:: Directions ::
Identify all lines of the data containing the string "mast" and copy them.

* * *

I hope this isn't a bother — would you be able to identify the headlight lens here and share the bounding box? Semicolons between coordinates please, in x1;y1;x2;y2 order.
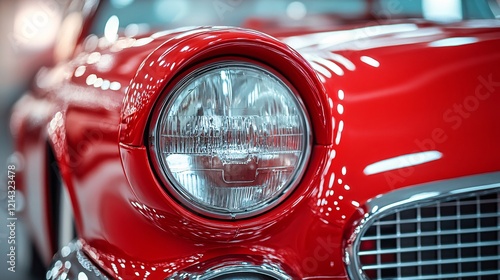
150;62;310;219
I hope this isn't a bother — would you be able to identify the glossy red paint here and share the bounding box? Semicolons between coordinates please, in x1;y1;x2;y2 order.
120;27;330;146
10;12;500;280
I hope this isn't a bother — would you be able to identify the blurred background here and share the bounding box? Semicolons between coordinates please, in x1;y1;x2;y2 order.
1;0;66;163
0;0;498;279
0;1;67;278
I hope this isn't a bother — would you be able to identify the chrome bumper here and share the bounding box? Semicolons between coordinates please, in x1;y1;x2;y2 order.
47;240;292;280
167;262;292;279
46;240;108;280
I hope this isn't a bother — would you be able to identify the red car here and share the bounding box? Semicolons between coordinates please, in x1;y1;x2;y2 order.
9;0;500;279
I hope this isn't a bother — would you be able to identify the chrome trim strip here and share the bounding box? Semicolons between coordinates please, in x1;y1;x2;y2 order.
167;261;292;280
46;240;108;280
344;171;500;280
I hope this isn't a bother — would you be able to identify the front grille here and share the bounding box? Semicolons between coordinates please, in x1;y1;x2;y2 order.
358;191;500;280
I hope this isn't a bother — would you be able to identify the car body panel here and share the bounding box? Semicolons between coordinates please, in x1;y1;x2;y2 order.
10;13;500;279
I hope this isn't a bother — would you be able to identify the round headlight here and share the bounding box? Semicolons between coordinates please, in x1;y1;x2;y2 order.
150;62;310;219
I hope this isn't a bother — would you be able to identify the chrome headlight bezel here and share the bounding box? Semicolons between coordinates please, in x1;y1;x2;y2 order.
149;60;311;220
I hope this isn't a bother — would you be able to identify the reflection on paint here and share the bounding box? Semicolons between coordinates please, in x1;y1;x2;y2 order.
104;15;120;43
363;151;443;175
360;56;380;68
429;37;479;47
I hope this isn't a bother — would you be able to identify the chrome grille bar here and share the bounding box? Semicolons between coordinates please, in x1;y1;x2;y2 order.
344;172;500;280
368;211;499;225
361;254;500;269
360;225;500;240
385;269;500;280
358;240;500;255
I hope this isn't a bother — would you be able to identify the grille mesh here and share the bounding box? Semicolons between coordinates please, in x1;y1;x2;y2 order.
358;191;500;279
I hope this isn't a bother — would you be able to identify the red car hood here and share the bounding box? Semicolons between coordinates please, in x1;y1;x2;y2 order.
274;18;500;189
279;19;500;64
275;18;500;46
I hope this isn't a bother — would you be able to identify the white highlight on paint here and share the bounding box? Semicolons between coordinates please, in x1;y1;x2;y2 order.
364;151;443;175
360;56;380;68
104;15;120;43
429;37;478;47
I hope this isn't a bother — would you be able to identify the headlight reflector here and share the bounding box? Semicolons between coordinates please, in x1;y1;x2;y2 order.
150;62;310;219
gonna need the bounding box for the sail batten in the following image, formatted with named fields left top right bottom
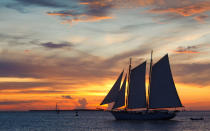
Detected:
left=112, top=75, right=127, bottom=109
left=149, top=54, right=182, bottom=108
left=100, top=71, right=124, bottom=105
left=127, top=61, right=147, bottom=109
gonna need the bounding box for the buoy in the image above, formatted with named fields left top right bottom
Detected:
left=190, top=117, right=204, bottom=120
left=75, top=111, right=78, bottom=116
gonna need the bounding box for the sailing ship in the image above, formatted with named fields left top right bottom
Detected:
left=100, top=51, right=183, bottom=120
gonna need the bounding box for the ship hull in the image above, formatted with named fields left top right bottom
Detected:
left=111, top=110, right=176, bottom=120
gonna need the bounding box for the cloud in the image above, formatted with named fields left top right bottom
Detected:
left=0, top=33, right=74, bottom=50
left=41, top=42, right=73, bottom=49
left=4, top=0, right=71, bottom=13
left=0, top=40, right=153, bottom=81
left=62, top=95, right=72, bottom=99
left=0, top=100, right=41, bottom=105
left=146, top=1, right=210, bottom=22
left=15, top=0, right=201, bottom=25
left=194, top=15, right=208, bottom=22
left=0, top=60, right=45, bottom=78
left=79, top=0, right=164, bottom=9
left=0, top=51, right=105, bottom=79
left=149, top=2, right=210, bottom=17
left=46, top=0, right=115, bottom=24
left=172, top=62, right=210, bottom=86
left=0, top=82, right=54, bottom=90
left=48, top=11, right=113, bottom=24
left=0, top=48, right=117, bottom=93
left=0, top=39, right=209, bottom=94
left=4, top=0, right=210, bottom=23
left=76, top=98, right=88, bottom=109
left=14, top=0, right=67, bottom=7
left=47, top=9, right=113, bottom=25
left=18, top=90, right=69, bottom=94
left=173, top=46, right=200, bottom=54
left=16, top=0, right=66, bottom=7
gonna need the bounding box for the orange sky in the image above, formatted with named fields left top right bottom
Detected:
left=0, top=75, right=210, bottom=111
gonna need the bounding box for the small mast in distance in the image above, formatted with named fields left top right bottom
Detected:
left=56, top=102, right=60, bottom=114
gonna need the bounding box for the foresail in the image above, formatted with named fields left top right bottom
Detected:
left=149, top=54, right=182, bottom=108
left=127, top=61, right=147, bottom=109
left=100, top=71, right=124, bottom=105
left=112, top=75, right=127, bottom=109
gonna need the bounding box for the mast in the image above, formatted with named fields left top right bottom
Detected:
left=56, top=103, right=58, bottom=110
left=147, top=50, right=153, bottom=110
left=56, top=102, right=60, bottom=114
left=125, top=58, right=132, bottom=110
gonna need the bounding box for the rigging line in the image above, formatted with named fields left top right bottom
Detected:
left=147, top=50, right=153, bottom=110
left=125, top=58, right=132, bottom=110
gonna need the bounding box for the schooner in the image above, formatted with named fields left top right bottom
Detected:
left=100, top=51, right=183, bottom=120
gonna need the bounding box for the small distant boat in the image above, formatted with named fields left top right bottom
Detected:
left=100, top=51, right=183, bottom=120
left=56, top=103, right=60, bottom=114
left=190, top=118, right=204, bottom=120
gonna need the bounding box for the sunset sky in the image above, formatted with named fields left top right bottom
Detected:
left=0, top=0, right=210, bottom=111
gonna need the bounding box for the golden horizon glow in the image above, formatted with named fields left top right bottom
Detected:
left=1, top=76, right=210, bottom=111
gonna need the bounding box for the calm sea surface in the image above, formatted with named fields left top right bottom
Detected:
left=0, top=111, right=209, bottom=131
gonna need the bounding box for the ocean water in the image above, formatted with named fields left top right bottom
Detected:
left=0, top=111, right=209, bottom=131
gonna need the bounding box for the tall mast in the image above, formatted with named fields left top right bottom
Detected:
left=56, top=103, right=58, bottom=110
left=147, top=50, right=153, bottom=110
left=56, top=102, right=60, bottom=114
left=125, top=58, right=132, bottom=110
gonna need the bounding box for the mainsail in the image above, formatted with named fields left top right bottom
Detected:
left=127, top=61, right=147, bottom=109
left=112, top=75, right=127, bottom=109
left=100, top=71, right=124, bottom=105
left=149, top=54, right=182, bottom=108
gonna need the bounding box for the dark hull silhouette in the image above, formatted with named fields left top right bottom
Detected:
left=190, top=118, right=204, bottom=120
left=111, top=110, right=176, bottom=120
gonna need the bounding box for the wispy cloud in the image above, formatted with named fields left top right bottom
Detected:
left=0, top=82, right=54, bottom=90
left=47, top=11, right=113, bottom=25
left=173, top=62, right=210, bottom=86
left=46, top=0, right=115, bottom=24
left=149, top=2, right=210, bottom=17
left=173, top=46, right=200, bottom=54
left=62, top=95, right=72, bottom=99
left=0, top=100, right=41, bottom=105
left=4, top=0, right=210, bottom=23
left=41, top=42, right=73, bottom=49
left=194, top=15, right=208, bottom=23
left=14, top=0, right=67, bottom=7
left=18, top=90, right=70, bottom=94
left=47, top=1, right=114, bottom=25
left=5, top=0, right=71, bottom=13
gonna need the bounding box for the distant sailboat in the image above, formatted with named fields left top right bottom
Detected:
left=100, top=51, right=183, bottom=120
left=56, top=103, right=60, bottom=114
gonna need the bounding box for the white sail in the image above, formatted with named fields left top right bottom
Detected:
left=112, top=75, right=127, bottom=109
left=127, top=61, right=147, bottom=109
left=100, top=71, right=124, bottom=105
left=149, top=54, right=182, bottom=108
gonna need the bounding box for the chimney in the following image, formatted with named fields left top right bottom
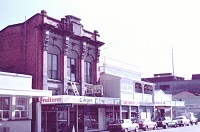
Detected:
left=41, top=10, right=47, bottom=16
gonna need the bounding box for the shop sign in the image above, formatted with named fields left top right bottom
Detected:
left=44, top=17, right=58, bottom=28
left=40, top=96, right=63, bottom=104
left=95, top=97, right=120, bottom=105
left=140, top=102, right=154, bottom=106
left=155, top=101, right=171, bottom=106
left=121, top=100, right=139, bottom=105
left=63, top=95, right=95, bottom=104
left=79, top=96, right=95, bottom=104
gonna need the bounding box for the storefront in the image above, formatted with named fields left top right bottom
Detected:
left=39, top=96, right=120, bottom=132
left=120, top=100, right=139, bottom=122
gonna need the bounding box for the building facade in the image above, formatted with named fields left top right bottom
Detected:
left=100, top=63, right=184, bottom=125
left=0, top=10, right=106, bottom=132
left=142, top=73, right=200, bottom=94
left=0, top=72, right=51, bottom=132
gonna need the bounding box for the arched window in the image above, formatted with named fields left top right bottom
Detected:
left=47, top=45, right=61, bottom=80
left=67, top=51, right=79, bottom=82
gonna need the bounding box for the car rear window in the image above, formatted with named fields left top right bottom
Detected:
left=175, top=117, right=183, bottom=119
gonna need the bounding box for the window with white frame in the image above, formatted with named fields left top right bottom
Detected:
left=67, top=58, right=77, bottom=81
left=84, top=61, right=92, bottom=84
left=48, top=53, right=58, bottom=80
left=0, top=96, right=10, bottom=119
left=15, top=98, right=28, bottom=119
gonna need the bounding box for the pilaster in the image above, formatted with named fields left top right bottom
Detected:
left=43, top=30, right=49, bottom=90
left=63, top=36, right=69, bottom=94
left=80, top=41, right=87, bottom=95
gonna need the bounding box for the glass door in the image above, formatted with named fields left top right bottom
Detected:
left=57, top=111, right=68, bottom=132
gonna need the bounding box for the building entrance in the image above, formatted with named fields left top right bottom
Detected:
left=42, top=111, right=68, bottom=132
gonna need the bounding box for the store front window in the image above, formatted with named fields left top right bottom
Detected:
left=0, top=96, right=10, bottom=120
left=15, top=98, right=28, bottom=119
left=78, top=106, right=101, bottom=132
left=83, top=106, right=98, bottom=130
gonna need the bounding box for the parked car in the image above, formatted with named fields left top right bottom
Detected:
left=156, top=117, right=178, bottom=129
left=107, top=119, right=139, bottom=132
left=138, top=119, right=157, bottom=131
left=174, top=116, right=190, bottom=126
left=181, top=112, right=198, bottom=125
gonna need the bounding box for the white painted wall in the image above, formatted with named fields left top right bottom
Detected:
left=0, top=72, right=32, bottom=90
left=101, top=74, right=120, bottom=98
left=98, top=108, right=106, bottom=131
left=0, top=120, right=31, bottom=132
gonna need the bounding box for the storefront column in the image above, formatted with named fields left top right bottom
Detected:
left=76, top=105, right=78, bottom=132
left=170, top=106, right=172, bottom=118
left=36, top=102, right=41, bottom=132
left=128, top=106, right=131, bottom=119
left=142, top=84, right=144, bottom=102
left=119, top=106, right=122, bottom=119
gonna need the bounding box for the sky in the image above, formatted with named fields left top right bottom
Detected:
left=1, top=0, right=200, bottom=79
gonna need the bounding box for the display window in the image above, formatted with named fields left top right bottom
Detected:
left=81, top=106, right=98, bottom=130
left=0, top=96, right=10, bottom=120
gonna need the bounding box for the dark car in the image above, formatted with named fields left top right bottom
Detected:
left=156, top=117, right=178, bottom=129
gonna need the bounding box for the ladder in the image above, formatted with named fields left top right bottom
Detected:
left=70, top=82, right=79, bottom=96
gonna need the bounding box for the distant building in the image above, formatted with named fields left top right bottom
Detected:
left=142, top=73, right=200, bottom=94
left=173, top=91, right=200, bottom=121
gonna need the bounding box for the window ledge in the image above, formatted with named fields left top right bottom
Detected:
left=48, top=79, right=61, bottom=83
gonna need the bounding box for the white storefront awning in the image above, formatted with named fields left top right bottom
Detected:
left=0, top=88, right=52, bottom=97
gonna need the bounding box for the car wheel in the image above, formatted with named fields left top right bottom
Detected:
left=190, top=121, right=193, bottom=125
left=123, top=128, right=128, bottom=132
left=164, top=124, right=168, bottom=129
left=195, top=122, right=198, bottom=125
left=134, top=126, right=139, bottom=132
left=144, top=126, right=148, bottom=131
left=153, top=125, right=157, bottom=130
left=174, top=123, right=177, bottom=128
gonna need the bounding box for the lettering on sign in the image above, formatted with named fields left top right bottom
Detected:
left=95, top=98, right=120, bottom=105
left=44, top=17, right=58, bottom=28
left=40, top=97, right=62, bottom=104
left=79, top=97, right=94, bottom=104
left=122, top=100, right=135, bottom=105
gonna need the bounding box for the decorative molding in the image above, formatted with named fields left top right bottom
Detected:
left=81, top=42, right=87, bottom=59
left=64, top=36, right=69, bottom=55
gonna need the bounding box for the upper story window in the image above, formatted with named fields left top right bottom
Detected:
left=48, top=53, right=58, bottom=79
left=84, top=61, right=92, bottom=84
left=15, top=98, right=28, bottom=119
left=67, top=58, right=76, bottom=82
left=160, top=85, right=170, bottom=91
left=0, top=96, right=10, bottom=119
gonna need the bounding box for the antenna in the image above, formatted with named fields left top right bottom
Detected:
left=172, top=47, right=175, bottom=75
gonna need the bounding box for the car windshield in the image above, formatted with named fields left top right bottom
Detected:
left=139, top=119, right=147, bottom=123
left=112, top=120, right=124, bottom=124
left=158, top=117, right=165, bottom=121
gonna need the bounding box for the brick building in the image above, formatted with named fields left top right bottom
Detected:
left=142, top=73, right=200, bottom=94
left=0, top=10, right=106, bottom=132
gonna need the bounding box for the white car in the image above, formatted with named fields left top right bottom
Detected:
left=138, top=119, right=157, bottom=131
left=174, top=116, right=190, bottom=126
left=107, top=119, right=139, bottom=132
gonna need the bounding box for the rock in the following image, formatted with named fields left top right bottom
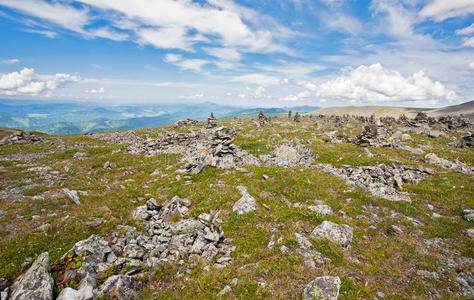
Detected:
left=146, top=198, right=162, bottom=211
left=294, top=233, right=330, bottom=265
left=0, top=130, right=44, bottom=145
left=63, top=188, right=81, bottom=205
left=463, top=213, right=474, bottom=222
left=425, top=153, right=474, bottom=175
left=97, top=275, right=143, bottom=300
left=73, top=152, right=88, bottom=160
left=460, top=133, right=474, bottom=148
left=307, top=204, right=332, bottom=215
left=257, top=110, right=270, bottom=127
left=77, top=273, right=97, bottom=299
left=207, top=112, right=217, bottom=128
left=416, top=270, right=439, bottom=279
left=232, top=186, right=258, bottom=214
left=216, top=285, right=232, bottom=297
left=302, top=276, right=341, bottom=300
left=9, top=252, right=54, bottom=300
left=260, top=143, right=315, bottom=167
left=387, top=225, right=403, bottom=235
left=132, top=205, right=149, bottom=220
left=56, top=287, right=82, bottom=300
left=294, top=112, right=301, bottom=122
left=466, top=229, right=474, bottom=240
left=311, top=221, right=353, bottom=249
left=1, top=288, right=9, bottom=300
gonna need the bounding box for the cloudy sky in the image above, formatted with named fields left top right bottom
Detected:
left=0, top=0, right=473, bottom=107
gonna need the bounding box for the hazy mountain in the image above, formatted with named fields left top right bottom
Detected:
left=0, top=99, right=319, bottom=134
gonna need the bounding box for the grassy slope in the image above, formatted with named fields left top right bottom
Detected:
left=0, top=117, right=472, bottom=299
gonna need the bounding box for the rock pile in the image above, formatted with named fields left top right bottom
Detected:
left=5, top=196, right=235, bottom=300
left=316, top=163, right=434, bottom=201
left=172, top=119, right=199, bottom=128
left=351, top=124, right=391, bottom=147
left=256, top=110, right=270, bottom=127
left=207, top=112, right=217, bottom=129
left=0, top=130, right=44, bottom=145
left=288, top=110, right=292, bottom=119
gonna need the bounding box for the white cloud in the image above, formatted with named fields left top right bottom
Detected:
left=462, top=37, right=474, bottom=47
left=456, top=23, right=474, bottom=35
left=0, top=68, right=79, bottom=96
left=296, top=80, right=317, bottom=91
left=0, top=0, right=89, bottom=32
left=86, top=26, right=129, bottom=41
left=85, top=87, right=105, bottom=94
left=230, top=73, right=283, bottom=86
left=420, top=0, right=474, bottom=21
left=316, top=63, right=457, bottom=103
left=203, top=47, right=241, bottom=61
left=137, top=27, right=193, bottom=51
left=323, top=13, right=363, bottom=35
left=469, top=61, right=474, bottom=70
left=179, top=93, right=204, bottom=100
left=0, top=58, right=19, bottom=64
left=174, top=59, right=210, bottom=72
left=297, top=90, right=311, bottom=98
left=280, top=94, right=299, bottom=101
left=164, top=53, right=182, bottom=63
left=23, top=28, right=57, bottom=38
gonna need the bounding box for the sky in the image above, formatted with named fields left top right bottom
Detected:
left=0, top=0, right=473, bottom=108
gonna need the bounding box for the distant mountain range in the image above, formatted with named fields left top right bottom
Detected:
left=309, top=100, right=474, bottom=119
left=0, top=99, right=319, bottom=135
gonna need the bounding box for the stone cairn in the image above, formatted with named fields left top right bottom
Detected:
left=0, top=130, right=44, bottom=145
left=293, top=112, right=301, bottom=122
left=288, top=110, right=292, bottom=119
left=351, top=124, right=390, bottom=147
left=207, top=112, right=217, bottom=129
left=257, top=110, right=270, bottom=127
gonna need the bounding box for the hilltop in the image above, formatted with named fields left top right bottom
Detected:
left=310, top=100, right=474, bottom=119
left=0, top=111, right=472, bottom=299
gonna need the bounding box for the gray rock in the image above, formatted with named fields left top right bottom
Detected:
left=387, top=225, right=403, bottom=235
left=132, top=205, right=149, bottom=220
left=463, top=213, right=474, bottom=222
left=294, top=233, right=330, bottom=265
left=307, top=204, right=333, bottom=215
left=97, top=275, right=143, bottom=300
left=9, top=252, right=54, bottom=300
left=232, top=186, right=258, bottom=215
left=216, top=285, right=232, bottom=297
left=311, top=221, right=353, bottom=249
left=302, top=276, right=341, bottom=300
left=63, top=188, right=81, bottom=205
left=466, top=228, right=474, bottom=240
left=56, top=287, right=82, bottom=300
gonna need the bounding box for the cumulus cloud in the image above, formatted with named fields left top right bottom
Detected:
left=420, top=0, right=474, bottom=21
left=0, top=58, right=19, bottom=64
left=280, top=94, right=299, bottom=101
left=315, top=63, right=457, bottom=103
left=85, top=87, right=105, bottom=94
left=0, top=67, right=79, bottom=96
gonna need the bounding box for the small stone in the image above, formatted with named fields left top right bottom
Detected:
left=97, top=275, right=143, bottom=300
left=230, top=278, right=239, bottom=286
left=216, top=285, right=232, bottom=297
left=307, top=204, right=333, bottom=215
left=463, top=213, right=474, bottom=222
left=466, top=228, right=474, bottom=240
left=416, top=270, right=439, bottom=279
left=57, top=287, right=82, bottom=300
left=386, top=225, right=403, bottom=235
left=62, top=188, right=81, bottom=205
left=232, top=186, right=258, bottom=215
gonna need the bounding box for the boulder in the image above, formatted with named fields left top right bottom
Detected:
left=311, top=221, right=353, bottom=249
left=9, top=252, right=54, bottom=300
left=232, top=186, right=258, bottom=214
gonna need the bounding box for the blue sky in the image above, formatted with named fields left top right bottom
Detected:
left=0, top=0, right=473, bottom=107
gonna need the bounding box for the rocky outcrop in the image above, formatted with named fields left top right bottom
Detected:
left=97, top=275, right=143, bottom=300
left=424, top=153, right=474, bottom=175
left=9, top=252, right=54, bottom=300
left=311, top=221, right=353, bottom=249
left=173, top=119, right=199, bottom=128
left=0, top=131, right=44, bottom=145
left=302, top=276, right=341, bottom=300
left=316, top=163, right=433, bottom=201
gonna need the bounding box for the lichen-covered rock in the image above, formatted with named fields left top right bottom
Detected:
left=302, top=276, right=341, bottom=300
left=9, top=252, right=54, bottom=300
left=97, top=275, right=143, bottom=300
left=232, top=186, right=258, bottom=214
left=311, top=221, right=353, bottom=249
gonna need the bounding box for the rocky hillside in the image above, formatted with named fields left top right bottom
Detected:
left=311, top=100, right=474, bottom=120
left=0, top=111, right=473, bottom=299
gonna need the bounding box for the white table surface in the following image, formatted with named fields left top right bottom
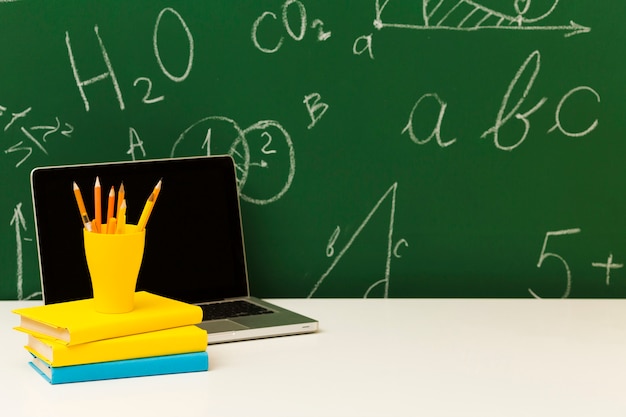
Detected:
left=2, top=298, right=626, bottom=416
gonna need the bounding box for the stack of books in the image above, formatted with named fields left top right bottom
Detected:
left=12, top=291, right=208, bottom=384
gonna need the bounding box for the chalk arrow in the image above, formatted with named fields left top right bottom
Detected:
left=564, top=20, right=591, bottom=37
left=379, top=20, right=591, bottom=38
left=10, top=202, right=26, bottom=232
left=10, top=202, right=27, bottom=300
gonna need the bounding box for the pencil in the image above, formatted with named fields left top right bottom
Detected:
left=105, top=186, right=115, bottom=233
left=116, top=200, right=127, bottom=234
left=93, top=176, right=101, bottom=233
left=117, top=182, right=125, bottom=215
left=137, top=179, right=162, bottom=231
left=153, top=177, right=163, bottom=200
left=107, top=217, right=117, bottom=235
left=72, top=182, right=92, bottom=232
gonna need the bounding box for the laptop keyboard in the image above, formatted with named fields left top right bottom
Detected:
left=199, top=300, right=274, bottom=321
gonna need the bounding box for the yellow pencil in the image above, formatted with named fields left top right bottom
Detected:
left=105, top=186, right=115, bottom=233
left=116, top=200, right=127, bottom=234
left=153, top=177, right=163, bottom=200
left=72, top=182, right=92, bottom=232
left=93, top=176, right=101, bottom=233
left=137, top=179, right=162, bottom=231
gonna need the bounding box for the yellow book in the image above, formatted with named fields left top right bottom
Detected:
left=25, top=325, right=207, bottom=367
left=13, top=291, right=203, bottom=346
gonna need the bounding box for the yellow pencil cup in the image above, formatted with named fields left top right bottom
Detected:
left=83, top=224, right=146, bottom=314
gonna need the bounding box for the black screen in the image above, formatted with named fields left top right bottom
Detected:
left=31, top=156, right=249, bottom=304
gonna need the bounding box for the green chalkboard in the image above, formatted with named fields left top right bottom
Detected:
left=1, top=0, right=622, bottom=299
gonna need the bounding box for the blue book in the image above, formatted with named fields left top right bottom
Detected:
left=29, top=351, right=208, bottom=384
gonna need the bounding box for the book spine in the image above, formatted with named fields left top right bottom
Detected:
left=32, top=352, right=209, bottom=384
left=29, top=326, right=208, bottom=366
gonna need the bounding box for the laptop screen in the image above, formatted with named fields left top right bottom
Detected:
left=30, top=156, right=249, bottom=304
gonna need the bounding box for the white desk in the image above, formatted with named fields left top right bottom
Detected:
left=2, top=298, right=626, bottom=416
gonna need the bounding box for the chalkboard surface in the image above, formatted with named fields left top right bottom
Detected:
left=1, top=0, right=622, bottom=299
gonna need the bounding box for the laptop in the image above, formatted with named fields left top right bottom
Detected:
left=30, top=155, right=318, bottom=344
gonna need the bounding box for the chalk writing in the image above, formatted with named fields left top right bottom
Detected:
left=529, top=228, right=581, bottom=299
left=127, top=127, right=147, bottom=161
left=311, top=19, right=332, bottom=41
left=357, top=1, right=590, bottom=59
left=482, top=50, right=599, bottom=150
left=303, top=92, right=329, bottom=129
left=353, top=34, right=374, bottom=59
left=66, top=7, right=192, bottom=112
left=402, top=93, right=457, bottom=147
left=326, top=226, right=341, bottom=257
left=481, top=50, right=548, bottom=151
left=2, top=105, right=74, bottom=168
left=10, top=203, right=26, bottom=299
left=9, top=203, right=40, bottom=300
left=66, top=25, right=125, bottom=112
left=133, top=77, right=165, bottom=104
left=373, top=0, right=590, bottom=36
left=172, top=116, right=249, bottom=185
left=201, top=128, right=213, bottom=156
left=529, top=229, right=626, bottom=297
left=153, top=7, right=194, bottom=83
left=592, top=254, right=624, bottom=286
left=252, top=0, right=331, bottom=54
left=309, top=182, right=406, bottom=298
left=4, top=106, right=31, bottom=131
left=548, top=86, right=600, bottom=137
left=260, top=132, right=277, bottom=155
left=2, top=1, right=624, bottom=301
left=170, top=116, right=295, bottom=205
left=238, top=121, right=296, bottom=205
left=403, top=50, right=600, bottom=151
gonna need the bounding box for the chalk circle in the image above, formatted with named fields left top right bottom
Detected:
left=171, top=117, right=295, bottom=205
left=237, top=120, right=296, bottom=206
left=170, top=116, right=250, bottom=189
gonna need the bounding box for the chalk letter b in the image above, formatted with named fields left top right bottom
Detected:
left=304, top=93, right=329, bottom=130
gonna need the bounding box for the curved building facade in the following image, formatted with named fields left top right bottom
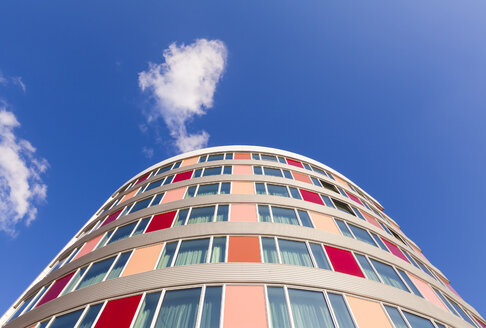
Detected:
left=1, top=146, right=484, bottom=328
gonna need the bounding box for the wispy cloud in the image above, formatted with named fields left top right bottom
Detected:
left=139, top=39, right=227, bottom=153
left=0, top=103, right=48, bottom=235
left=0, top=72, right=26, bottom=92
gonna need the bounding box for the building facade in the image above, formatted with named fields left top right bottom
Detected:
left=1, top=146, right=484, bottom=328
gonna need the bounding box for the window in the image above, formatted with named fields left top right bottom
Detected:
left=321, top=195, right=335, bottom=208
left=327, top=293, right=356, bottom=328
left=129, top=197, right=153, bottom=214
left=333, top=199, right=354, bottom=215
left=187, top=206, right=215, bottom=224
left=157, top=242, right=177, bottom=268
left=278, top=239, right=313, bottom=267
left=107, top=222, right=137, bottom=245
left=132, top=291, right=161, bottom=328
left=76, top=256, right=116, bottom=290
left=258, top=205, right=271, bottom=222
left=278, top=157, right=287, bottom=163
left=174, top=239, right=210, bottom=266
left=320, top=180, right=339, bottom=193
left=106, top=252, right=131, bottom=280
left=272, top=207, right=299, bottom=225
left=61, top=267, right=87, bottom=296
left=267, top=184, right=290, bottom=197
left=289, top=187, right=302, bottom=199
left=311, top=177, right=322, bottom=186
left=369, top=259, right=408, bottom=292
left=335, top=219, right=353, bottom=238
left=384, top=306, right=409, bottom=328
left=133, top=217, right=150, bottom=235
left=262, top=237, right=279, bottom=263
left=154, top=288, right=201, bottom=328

* * *

:: Result below ::
gonna need the bounding box for the small mast in distance in the image above, formatted with named fields left top right bottom
gonna need the bounding box for the mast in the image above, formatted with named fields left top right bottom
gonna need the bounding box for the tall mast in the image above, formatted with named fields left top right bottom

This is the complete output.